- **TASK BRIEF**
An exact copy of the listing is needed, with every line kept.

====== DATA EXTRACT ======

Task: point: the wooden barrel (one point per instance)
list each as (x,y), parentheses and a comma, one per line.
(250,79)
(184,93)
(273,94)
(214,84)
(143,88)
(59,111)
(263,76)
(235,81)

======

- **OUTPUT BELOW**
Task: point: the wooden barrel (one point per instance)
list each as (x,y), parentheses and a comma, one per line.
(250,79)
(184,93)
(273,94)
(214,84)
(143,88)
(59,111)
(263,76)
(235,81)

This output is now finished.